:: Problem A ::
Transcribe the part of the first-anniversary essay starting at "I had a good" and ending at "had already started.".
:: Problem B ::
Answer these questions using the first-anniversary essay:
(i) Which offer on the house was signed for acceptance that morning?
(ii) Which album has been running through the writer's head for a few weeks?
(iii) Where did the writer and the youngest child go for lunch?
:: Problem C ::
Continue the first-anniversary essay from the point where it stops.

:: Provided passage ::
----

Well, it’s over. I got through the first anniversary, a date I had been dreading for a while. The day ended up being quite unlike what I had expected, and not in a terrible way. Really, the thing that was remarkable was how ordinary it was. I don’t know why I expected anything else.
It was ordinary in the way that any day around here is recently, anyway. It started with a visit from the real estate agent, including signing the acceptance for the third offer on the house, overlapped with a visit from a contractor who is bidding on the repair work to that blasted east wall. The agent is optimistic we will actually close this one, as the buyer was fully aware of the issues of that wall and the plan to fix it before they even had their first showing. We’ll see what happens. Warts and all, this house is too nice not to sell eventually, and sooner rather than later.
Before the agent got here, I started thinking about what to write about the day, came up dry, and just posted a link on Facebook to Dan Fogelberg and Emmylou Harris’s “Only the Heart May Know”. The whole darn “Innocent Age” album has been bumping around in my head for a few weeks now, ever since some friends broke out “The Reach” while singing at Tea. I listened to that album a zillion times back when it came out, still have it on vinyl up in the attic. So yes, I started the day in a very retrospective mood.
I had a good conversation with my brother after the contractor left, talking about the work we are both doing on our houses, he to stay in his, me to leave mine. We talked about how we were both finally getting back into our own at work, how it was good to remember we are still really good at what we do. A lot of it was the kind of conversations we used to have a couple of years ago, before cancer found our wives and tore our lives apart. It’s hard to believe that just two years ago we were both completely unaware of what was coming, indeed had already started.
My youngest is here for the weekend again, and we both wanted to be out of the house yesterday, especially in the afternoon. We decided to try the new barbeque place in Hadley for lunch. The food was good, and the dessert case looked too good to pass up. My daughter had a snicker doodle cookie, and I had the bread pudding, two of Barbara’s favorites. We agreed she would have liked it.

----

:: Dataset extract ::
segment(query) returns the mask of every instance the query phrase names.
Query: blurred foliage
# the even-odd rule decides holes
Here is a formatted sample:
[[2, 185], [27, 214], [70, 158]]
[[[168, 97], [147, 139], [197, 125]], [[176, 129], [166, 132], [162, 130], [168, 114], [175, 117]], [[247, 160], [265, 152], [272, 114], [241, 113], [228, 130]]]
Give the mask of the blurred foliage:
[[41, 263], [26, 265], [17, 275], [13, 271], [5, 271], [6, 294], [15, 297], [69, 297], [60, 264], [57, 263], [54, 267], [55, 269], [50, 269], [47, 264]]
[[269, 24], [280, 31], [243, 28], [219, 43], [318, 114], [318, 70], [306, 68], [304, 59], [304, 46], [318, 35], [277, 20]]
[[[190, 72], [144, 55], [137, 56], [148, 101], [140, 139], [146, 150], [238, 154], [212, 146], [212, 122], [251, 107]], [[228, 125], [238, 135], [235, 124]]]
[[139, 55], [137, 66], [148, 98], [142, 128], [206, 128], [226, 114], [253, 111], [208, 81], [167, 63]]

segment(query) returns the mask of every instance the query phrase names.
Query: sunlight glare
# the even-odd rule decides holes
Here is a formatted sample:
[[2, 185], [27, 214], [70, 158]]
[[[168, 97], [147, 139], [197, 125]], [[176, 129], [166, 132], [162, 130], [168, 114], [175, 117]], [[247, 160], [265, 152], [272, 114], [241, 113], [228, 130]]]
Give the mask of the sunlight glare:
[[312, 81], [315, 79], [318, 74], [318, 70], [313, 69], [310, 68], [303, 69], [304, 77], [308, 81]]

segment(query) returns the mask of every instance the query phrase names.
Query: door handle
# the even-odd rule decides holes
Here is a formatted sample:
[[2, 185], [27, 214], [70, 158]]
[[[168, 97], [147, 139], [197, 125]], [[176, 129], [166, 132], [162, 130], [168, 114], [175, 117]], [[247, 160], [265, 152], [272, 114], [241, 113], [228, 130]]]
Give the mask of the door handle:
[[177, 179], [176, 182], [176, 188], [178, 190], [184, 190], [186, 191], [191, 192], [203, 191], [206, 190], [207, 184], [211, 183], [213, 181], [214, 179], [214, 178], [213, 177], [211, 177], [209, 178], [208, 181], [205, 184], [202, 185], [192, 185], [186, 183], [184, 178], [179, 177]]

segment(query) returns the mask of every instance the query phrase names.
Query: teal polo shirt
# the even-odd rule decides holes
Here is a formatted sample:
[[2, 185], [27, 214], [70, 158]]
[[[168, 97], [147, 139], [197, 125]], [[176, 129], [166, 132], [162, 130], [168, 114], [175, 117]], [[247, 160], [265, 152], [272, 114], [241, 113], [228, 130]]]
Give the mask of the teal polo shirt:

----

:: Expected answer A ::
I had a good conversation with my brother after the contractor left, talking about the work we are both doing on our houses, he to stay in his, me to leave mine. We talked about how we were both finally getting back into our own at work, how it was good to remember we are still really good at what we do. A lot of it was the kind of conversations we used to have a couple of years ago, before cancer found our wives and tore our lives apart. It’s hard to believe that just two years ago we were both completely unaware of what was coming, indeed had already started.

:: Expected answer B ::
(i) The third offer.
(ii) The "Innocent Age" album.
(iii) The new barbeque place in Hadley.

:: Expected answer C ::
As we were finishing dessert, Luce’s “Good Day” came on over the radio playing in the background. I looked outside, saw the sun shining and realized that the day at hand was a good one, unlike the horrible one a year before. Good in the new context of course, not the old one. She is no more and no less gone than she was the day or week or month before. That is reality now, and slowly the drama is draining out of life, as we accept her absence as a chronic condition, not a current event.
Loss is a sharp thing, often searing dates and memories into our minds forever. Healing is not at all like that. The asymmetry of it all is hard to fathom until you live it. It messes with your head in strange ways. A year has passed, and sometimes that feels like days, other times it feels an eternity ago. It is in a lot of ways a meaningless arbitrary milestone. Nothing changed yesterday more than it changes any other.
I suppose it’s worth taking stock at an easily recognized date like this. The superimposition of the whole work/move situation on top of my personal state both complicates and provides opportunity, although often I am not sure which is which. The new target move date around the first of the year actually lines up with some thoughts I had early on about how long I would need to get through my initial cleanup and recovery phase. I always considered this whole calendar year as part of that, not just the twelve months that ended yesterday. I didn’t expect to be at any kind of closure today, and indeed I don’t then. There is no date when you are done in a continuous process like this.
But when I look back I can see progress. I can engage people, I can function at work reasonably well. I even can manage to have fun. In that progress, though, I begin to see how much work I have left ahead of me still. Focus is still a challenge, while it’s getting better it still is not where I need it to be in order to handle the workload I have ahead of me. More important, though, is where I realize I am in relationships with other people.
At the end of the day we are social creatures. We exist as individuals, yes, but individuals in relationship to other individuals. For the last year my focus has necessarily been inward, as I pulled my self back together, began to figure out how to deal with the loss, and how to function as a single person, something I hadn’t done in a very long time. I have gotten enough of that together that it’s time to start re-engaging more directly, and now I have to adjust my balance again. I’m not done healing, but it’s time to start looking outward again.
I have learned a lot this year, things I never wanted to learn, but I know them now. The world will never look the same to me again. I need to figure out how to turn that into something useful.